%%

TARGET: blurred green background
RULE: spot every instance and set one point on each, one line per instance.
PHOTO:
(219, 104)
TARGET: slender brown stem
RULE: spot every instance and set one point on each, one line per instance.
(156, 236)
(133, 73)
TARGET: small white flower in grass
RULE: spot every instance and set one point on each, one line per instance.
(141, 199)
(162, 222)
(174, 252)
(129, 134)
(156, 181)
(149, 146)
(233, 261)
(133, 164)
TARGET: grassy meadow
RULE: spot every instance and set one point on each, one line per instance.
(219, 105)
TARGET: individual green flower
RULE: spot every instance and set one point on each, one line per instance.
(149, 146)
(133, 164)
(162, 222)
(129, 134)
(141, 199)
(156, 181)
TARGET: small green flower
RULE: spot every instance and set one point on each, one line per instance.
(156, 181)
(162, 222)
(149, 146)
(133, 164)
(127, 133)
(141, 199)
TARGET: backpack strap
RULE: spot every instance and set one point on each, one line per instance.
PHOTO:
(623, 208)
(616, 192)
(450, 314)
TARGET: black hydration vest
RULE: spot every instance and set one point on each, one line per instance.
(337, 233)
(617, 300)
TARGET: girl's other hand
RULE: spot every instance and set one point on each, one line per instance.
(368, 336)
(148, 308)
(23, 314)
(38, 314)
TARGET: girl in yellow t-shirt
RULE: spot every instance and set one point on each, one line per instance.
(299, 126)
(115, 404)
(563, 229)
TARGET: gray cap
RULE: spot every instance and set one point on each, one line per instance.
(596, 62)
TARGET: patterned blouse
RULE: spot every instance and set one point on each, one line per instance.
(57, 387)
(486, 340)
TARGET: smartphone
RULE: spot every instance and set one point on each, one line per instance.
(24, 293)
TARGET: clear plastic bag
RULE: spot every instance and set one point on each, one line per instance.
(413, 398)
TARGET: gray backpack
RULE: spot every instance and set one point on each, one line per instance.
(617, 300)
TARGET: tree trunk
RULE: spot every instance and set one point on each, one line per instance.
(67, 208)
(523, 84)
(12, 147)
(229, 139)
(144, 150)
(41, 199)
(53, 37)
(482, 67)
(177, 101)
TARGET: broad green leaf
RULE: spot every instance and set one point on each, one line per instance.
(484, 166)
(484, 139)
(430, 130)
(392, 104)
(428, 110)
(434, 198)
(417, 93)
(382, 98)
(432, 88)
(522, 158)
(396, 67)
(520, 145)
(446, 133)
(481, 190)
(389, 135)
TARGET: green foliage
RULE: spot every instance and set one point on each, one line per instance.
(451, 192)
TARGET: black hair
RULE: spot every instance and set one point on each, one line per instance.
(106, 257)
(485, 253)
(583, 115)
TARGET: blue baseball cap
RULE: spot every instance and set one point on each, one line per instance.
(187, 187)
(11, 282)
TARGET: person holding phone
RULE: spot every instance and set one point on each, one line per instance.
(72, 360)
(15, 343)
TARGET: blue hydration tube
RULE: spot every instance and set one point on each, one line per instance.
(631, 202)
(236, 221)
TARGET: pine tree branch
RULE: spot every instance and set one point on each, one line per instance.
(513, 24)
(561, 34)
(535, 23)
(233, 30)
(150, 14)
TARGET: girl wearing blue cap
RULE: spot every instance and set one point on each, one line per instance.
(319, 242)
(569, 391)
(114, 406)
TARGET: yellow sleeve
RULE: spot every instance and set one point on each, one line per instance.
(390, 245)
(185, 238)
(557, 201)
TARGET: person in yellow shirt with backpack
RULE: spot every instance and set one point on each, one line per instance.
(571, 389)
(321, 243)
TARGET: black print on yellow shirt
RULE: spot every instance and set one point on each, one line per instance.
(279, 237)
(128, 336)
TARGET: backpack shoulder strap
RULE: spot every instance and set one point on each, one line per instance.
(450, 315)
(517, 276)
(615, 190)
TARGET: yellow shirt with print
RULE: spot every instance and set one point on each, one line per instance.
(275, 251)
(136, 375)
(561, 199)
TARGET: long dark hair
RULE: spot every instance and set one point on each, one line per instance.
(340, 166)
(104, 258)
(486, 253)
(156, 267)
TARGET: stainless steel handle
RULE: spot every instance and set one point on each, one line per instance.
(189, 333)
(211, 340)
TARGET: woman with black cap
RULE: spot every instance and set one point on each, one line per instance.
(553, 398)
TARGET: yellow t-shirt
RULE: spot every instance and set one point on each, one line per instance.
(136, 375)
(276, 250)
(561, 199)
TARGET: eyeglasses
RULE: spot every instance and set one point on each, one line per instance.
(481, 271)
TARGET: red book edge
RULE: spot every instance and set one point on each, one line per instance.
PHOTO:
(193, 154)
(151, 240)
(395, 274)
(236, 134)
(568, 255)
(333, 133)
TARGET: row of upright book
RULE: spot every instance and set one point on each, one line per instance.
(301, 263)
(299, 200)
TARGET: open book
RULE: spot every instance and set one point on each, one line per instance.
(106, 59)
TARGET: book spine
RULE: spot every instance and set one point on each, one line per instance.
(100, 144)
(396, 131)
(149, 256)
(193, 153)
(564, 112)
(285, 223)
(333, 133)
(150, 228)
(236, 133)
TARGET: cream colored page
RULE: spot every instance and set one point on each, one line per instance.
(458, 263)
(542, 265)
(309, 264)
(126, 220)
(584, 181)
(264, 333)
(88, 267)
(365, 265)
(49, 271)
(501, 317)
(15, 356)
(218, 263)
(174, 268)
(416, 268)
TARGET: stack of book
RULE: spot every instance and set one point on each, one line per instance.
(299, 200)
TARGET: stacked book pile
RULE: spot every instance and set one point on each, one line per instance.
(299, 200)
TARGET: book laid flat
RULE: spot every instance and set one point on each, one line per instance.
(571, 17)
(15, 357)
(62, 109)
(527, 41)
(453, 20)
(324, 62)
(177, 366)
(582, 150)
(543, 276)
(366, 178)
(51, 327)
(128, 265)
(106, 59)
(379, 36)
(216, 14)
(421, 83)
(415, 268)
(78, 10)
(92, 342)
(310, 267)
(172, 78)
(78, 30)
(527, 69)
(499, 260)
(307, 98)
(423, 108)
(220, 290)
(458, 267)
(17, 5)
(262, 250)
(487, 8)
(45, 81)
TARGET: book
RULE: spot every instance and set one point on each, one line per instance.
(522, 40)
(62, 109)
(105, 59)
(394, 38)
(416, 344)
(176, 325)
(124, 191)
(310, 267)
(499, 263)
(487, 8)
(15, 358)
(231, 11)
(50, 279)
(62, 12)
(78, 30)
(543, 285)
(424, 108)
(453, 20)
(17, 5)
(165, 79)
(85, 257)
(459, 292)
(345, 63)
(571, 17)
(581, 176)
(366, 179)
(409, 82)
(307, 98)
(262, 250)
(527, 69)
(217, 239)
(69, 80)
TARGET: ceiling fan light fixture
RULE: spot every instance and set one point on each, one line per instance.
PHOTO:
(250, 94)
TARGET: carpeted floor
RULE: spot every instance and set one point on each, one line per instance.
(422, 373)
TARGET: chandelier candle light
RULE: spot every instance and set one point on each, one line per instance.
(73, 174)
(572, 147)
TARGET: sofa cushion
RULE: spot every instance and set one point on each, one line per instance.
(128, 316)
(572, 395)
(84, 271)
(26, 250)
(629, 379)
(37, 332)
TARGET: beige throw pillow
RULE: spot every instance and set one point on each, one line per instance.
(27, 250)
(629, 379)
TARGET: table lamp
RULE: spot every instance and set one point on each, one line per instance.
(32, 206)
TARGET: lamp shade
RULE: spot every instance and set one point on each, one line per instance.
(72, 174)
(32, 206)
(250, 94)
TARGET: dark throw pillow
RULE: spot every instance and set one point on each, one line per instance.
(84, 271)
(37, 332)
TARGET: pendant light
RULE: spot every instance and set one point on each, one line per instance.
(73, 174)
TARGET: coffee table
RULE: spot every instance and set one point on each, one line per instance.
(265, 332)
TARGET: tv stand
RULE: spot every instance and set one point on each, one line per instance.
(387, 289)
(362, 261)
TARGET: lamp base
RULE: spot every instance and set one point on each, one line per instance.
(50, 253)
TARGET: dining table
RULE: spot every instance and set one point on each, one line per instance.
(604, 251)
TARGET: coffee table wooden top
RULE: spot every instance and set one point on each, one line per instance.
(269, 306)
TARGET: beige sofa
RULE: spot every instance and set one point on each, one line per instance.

%%

[ASSIGNED TASK]
How many of the lines in this material contain the word "person"? State the number and nothing else.

[WRITTEN RESPONSE]
2